§ Exercise directions: According to the forum thread below about Python's float values, what kind of floats does micropython use?
--- Text passage ---
Is sys.float_info machine specific? - python

I would like to know if sys.float_info.max/ sys.float_info.min are fixed values which are identical on all machines or does it depend on the machine's memory or other factors (and make the value different from machine to machine). Thank you!

It's relatively safe to assume those values will stay the same. They are specified by the IEEE 754 standard for "64bit binary floats", which all conventional Python installations use for their float values.
See on what systems does Python not use IEEE-754 double precision floats for more details from a core developer.
As noted in the above, the only known deviation is micropython which uses 32bit binary floats instead. However, given other constraints of micropython it's pretty safe to assume you're not going to be running there unless you know about it. For example, lots of the standard library doesn't exist which would break most conventional packages.

Related

on what systems does Python not use IEEE-754 double precision floats

Python makes various references to IEEE 754 floating point operations, but doesn't guarantee 1 2 that it'll be used at runtime. I'm therefore wondering where this isn't the case.
CPython source code defers to whatever the C compiler is using for a double, which in practice is an IEEE 754-2008 binary64 on all common systems I'm aware of, e.g.:
Linux and BSD distros (e.g. FreeBSD, OpenBSD, NetBSD)
Intel i386/x86 and x86-64
ARM: AArch64
Power: PPC64
MacOS all architectures supported are 754 compatible
Windows x86 and x86-64 systems
I'm aware there are other platforms it's known to build on but don't know how these work out in practice.
In theory, as you say, CPython is designed to be buildable and usable on any platform without caring about what floating-point format their C double is using.
In practice, two things are true:
To the best of my knowledge, CPython has not met a system that's not using IEEE 754 binary64 format for its C double within the last 15 years (though I'd love to hear stories to the contrary; I've been asking about this at conferences and the like for a while). My knowledge is a long way from perfect, but I've been involved with mathematical and floating-point-related aspects of CPython core development for at least 13 of those 15 years, and paying close attention to floating-point related issues in that time. I haven't seen any indications on the bug tracker or elsewhere that anyone has been trying to run CPython on systems using a floating-point format other than IEEE 754 binary64.
--- Given information ---
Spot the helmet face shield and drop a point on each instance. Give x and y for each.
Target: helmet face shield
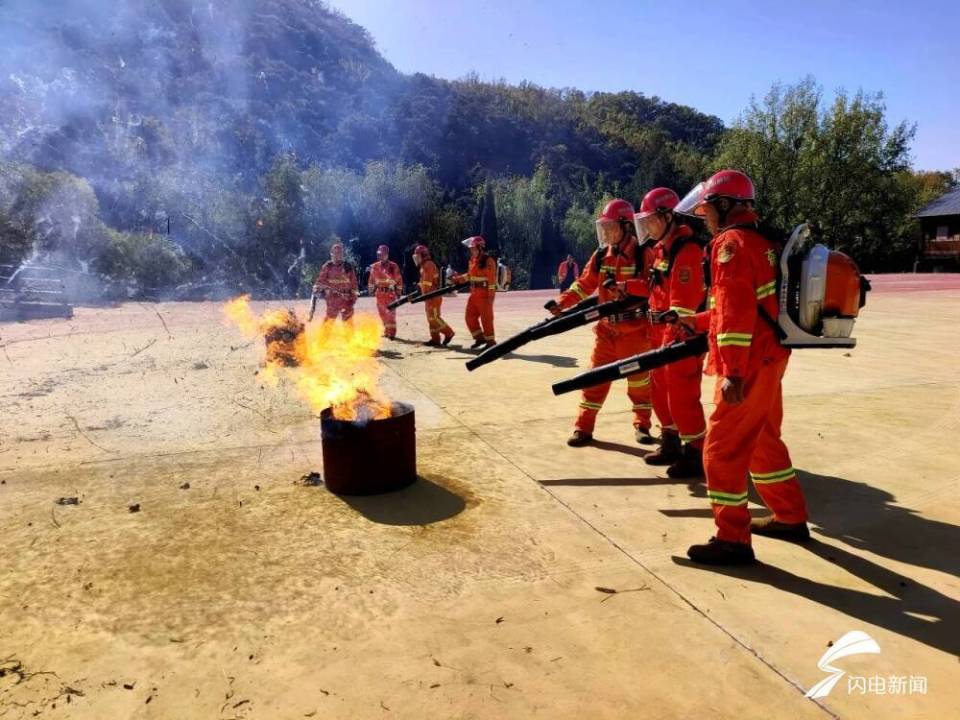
(641, 223)
(609, 232)
(692, 201)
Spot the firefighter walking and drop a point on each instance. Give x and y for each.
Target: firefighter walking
(743, 434)
(429, 281)
(337, 283)
(621, 258)
(384, 282)
(676, 290)
(482, 276)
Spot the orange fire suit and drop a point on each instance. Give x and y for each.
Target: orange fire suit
(617, 337)
(385, 280)
(429, 281)
(482, 276)
(677, 284)
(338, 283)
(745, 438)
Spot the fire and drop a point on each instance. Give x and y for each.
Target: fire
(334, 363)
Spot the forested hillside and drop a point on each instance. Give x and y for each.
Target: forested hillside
(167, 141)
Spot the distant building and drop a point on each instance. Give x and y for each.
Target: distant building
(940, 227)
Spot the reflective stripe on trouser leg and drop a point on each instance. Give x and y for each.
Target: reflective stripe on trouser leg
(472, 317)
(639, 386)
(770, 467)
(732, 434)
(486, 319)
(658, 386)
(658, 395)
(683, 389)
(604, 351)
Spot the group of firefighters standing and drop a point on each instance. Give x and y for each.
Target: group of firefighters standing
(727, 290)
(337, 282)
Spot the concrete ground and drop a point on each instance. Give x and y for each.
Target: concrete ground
(476, 592)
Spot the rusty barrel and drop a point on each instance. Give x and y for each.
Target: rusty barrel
(366, 458)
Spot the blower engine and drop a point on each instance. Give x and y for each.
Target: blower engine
(821, 293)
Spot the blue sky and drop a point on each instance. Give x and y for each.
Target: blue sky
(710, 55)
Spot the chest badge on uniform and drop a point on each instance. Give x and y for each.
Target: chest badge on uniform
(726, 252)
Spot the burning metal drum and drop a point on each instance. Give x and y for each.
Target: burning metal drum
(369, 457)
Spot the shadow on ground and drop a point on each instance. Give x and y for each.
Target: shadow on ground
(422, 503)
(696, 487)
(867, 518)
(939, 626)
(561, 361)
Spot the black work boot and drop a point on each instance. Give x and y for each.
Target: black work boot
(721, 552)
(642, 435)
(689, 465)
(579, 439)
(668, 452)
(770, 527)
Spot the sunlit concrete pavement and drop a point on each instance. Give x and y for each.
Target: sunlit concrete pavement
(474, 593)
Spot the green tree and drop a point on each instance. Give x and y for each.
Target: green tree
(839, 166)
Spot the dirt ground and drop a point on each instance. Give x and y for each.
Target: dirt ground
(482, 591)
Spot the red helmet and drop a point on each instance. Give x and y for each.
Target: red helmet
(615, 213)
(726, 183)
(658, 200)
(615, 210)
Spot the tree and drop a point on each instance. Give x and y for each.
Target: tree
(839, 166)
(488, 218)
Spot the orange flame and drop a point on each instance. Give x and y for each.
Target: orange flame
(336, 365)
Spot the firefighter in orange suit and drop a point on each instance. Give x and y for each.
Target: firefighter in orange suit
(337, 283)
(622, 258)
(743, 434)
(430, 280)
(676, 290)
(482, 276)
(385, 281)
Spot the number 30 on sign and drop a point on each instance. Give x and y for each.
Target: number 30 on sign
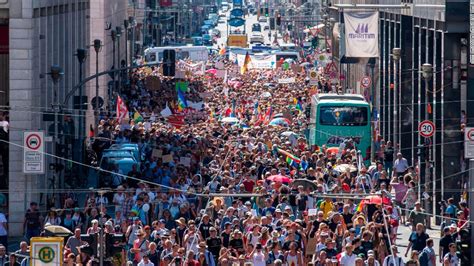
(426, 128)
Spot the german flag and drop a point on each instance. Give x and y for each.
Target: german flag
(244, 67)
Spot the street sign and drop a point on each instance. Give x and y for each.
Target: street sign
(426, 129)
(365, 82)
(47, 251)
(101, 102)
(469, 143)
(33, 152)
(236, 22)
(237, 12)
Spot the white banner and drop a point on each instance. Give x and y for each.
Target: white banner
(258, 61)
(362, 34)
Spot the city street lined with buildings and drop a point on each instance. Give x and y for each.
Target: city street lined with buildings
(259, 132)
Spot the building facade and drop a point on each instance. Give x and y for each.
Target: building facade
(41, 34)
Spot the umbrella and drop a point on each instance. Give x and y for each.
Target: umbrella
(230, 120)
(305, 183)
(283, 122)
(342, 168)
(332, 150)
(289, 133)
(56, 230)
(376, 199)
(211, 71)
(279, 178)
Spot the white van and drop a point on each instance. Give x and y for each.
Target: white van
(195, 53)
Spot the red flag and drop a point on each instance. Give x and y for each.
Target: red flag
(122, 111)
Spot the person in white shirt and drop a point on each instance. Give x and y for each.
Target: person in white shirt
(348, 258)
(393, 260)
(145, 261)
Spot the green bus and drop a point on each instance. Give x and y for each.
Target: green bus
(336, 118)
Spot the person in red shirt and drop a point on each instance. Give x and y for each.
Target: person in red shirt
(191, 261)
(249, 184)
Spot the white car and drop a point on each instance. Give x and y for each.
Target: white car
(257, 37)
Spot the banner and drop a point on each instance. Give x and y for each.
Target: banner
(362, 34)
(258, 61)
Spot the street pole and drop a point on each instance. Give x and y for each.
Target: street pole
(427, 72)
(396, 60)
(118, 29)
(97, 48)
(56, 73)
(125, 25)
(81, 55)
(372, 93)
(113, 35)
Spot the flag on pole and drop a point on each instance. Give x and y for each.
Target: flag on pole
(137, 117)
(182, 103)
(244, 67)
(298, 104)
(222, 51)
(122, 111)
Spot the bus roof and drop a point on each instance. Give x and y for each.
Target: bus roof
(332, 97)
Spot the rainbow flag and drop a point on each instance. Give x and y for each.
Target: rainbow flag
(298, 104)
(137, 117)
(222, 51)
(244, 67)
(360, 207)
(182, 103)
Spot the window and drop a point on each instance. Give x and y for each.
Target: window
(343, 116)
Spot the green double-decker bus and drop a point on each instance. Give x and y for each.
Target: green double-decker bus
(336, 118)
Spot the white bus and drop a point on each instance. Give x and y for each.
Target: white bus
(195, 53)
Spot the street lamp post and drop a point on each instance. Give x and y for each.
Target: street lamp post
(126, 24)
(427, 73)
(396, 52)
(371, 65)
(56, 72)
(118, 29)
(113, 35)
(97, 48)
(131, 21)
(81, 55)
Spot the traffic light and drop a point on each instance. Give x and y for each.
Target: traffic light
(169, 62)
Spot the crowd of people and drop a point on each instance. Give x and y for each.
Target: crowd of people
(244, 191)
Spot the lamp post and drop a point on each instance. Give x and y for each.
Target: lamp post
(113, 36)
(427, 73)
(396, 59)
(118, 29)
(81, 55)
(97, 48)
(126, 25)
(56, 72)
(131, 21)
(371, 65)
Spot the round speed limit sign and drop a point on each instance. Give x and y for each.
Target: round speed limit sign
(426, 128)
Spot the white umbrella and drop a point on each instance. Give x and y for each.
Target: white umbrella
(229, 120)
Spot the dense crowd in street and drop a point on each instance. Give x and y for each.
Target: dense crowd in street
(248, 190)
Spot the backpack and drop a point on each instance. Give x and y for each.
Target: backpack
(423, 258)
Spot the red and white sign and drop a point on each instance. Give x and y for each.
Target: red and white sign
(426, 129)
(365, 82)
(33, 152)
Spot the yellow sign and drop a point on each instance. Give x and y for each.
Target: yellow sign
(237, 40)
(46, 251)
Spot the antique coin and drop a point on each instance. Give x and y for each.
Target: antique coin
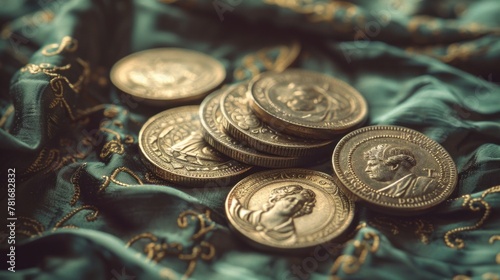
(394, 169)
(240, 121)
(276, 57)
(288, 209)
(214, 133)
(306, 103)
(167, 76)
(173, 148)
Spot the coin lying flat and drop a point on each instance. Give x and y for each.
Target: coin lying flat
(394, 169)
(173, 148)
(215, 135)
(288, 209)
(243, 124)
(306, 103)
(167, 76)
---
§ Output below: Micropython uses 32-bit binary floats.